_REQUIRED TASK_. Write out every one of the records below word for word, keeping each line as it appears.

[A run of records]
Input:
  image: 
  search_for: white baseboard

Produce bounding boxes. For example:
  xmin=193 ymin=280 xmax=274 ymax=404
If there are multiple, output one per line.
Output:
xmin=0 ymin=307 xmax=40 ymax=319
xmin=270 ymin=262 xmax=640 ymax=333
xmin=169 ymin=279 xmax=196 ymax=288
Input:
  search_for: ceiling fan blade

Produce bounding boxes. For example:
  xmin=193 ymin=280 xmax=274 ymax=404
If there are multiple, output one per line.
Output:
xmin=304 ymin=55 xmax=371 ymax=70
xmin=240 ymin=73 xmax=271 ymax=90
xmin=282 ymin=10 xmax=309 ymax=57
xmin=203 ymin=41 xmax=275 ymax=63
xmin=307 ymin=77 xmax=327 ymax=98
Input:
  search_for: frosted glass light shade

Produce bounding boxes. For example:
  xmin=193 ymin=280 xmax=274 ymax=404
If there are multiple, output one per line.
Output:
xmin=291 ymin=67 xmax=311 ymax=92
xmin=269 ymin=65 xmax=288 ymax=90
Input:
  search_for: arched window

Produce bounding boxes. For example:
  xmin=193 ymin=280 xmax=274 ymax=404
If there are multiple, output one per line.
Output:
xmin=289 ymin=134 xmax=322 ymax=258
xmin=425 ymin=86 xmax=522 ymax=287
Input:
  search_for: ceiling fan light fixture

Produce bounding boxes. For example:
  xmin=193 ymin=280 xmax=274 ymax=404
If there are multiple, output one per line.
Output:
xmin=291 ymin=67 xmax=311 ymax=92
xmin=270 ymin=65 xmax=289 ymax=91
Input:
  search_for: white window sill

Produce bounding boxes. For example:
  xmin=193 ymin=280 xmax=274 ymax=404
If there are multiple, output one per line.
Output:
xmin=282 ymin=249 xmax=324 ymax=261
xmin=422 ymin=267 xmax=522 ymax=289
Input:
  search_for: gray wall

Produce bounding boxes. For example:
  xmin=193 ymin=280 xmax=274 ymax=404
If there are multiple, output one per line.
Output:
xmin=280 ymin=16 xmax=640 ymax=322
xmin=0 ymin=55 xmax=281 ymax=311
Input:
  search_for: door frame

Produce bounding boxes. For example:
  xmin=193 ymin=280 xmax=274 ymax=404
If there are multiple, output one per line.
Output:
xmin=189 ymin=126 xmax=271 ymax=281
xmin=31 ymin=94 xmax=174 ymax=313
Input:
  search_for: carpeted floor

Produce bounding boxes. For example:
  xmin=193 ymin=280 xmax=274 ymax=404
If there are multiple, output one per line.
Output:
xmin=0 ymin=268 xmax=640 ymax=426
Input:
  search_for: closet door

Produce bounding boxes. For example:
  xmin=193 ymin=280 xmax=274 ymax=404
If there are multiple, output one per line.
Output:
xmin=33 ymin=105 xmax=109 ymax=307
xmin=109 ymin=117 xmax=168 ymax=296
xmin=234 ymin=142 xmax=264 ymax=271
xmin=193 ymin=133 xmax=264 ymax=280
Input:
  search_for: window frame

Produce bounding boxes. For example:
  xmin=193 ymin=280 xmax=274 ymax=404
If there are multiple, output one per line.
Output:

_RESPONSE_.
Input:
  image: 
  search_for: white baseboard

Produce bounding boxes. For example:
  xmin=193 ymin=280 xmax=274 ymax=404
If there are multiple, output one per line.
Output:
xmin=0 ymin=307 xmax=40 ymax=319
xmin=270 ymin=262 xmax=640 ymax=333
xmin=169 ymin=279 xmax=196 ymax=288
Input:
  search_for: ceiling fan blade

Produce bounding boxes. For example:
  xmin=193 ymin=280 xmax=274 ymax=404
If there are multiple, output one per line.
Output:
xmin=304 ymin=55 xmax=371 ymax=70
xmin=240 ymin=73 xmax=271 ymax=90
xmin=282 ymin=10 xmax=309 ymax=57
xmin=203 ymin=41 xmax=275 ymax=63
xmin=307 ymin=77 xmax=327 ymax=98
Input:
  search_for: frosted glass light shade

Produce bounding boxes. For example:
  xmin=193 ymin=280 xmax=274 ymax=404
If there are multiple, output one per line.
Output:
xmin=291 ymin=67 xmax=311 ymax=92
xmin=269 ymin=65 xmax=288 ymax=90
Input:
  search_for: arched window

Produce bounding boxes. For example:
  xmin=193 ymin=280 xmax=274 ymax=404
If there are multiple, output one per line.
Output:
xmin=289 ymin=134 xmax=322 ymax=258
xmin=425 ymin=86 xmax=522 ymax=287
Input:
  search_for: ceiling fan light fixture

Produce bounding boxes. For example:
  xmin=193 ymin=280 xmax=274 ymax=404
If there are multiple, output one per line.
Output:
xmin=291 ymin=67 xmax=311 ymax=92
xmin=270 ymin=65 xmax=289 ymax=91
Input:
  search_for: white window sill

Produce bounding boxes. For example:
  xmin=193 ymin=280 xmax=274 ymax=404
If there are multiple, output one per line.
Output:
xmin=282 ymin=249 xmax=324 ymax=261
xmin=422 ymin=267 xmax=522 ymax=289
Input:
  search_for: gray wall

Produce bounding boxes. For example:
  xmin=193 ymin=280 xmax=274 ymax=404
If there are multiple, output one per line.
Output:
xmin=280 ymin=16 xmax=640 ymax=322
xmin=0 ymin=55 xmax=281 ymax=311
Input:
  search_for: door frame

Produce bounding boxes. For example:
  xmin=193 ymin=280 xmax=274 ymax=404
If there are multiple, output one per line.
Output:
xmin=189 ymin=126 xmax=271 ymax=281
xmin=31 ymin=94 xmax=174 ymax=313
Input:
  search_for: carpeted floor

Produce bounding boxes. For example:
  xmin=193 ymin=280 xmax=274 ymax=404
If there are multiple, output one per line.
Output:
xmin=0 ymin=268 xmax=640 ymax=426
Input:
  search_for: closet door

Produce bounding boxes. For example:
  xmin=193 ymin=280 xmax=274 ymax=404
If there are multiple, output one per line.
Output:
xmin=33 ymin=105 xmax=109 ymax=307
xmin=109 ymin=117 xmax=168 ymax=296
xmin=234 ymin=142 xmax=264 ymax=271
xmin=193 ymin=133 xmax=264 ymax=280
Input:
  search_for: window frame

Produce bounding boxes. For example:
  xmin=193 ymin=280 xmax=274 ymax=404
If there are multiple, output one per line.
Output:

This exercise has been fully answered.